TEXT EXCERPT:
########################################

How do I formally dissolve my California LLC with the Secretary of State and the Franchise Tax Board?
To formally dissolve your California LLC, you must complete the winding-up process, satisfy your obligations with the Franchise Tax Board (FTB), and file a final cancellation document with the Secretary of State.
Here are the steps to formally dissolve your LLC:
Step 1: Member Approval to Dissolve
Your LLC’s members must first formally vote or consent to dissolve the company. Follow the voting procedures outlined in your operating agreement. If your agreement is silent, California law requires a majority vote. Document this decision in writing.
Step 2: Wind Up Business Affairs
You must cease all business activities not related to dissolving the LLC. This "winding up" period involves paying all known company debts, collecting any money owed to the LLC, liquidating assets, and handling any final obligations as required under California Corporations Code Section 17707.05.
Step 3: File Final Tax Returns and Pay Taxes
You must file a final California Limited Liability Company Return of Income (Form 568) with the Franchise Tax Board. Check the "Final Return" box on the form. You must pay all outstanding taxes, fees, and penalties, including the $800 annual franchise tax for the final year, before the state will process your cancellation.

########################################

MATERIAL PROVIDED:
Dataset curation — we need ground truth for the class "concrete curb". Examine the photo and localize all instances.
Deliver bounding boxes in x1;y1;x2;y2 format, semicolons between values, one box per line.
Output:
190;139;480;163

########################################

YOUR OBJECTIVE:
Continue the guide on dissolving a California LLC, picking up after its final sentence about paying the $800 annual franchise tax.

RESPONSE TO THIS EXERCISE:
Step 4: File Certificate of Cancellation (Form LLC-4/7)
Once you have met your tax obligations, you must file a Certificate of Cancellation (Form LLC-4/7) with the California Secretary of State. This form officially terminates your LLC's existence. You can submit it online, by mail, or in person. The form requires you to state that a final tax return has been or will be filed with the FTB.
Important considerations: If all members vote to dissolve, you can file just the Certificate of Cancellation (Form LLC-4/7) without first filing a separate Certificate of Dissolution. An LLC is not legally terminated until the Certificate of Cancellation is filed and accepted by the Secretary of State.
Note: Failing to formally dissolve your LLC means it continues to exist legally and will remain liable for the annual $800 franchise tax, plus penalties and interest. You must pay all creditors before distributing any remaining assets to members.
This is general information and does not constitute legal advice. For complex situations involving significant debts, assets, or member disputes, consult with a qualified California attorney and a tax professional.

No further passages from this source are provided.